═══ Input data ═══
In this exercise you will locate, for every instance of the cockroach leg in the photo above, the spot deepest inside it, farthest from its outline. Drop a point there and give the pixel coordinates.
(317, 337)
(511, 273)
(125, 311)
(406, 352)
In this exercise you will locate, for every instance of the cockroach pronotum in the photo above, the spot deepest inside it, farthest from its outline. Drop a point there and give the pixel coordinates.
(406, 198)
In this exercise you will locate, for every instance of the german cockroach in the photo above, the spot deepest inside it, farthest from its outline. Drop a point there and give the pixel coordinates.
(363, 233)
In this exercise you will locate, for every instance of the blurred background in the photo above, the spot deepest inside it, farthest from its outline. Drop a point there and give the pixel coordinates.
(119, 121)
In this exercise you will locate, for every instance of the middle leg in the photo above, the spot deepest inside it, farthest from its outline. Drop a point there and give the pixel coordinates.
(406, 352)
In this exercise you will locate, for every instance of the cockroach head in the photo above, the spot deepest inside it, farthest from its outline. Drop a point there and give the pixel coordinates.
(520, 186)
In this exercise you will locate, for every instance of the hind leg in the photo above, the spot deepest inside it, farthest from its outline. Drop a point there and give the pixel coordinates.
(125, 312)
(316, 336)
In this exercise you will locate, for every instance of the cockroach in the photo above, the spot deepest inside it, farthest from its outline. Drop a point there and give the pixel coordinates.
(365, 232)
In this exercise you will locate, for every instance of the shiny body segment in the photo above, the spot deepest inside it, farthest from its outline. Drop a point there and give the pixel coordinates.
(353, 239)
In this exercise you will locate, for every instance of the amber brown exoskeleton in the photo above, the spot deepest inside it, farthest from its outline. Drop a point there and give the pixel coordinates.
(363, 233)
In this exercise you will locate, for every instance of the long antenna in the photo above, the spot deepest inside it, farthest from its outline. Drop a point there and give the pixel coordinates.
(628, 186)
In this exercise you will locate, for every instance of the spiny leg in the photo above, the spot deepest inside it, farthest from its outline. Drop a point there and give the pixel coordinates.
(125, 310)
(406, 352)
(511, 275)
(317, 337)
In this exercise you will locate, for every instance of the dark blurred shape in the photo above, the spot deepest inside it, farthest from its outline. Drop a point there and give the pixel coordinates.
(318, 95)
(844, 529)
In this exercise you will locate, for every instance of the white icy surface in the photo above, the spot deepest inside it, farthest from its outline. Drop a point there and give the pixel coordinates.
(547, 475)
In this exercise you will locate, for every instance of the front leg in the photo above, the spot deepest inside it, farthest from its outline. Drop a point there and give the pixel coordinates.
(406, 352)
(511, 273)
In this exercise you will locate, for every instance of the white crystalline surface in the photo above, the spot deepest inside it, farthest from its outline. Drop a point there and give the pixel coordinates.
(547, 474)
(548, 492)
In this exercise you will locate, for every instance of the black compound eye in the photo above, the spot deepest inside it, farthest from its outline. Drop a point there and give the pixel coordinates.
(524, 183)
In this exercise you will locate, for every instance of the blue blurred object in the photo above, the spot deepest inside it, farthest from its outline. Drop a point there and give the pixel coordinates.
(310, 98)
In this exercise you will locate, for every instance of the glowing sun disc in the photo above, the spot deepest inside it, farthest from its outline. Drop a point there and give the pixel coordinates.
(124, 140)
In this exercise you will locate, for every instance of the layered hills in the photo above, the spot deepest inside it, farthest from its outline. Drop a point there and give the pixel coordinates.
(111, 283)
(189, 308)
═══
__Assignment__:
Print from the line containing "the white icy" to the last line above, exactly as written.

__Result for this exercise__:
In this exercise you will locate, for every instance of the white icy surface in the photo above, the spot deepest inside it, farthest from its outline. Drop a point there and give the pixel coordinates.
(547, 475)
In this exercise you will locate, for every instance of the front leg in the photo above, the spot deepest inside it, farthest from its outline. Drop a point there and give the pixel coordinates.
(406, 352)
(511, 273)
In this exercise you will locate, for every instance of the white crystalline surface in the photo above, the spot deepest inside it, farthest from its outline. Drop a point there and give the pixel coordinates.
(547, 474)
(548, 492)
In this exercise you will locate, for every instance of the black compound eye in the photo above, the spot deepest inside it, farthest from its outline. Drop a point there and give the pixel coordinates.
(524, 183)
In this exercise you will locate, for every instance of the blue blurred object in the photo above, the spot deepest inside it, farthest from its outline. Drop a point there and give the pixel coordinates.
(310, 98)
In this exercise you will locate, for every instance of the glowing sun disc in the photo above, the spot deepest inside it, farthest from its outline. Drop a point there and give the pixel coordinates.
(124, 140)
In this exercise you will locate, for every instance of the layered hills in the photo above, the spot deepest inside it, farthest from its outline. Drop a point there and give the pixel coordinates.
(111, 283)
(189, 308)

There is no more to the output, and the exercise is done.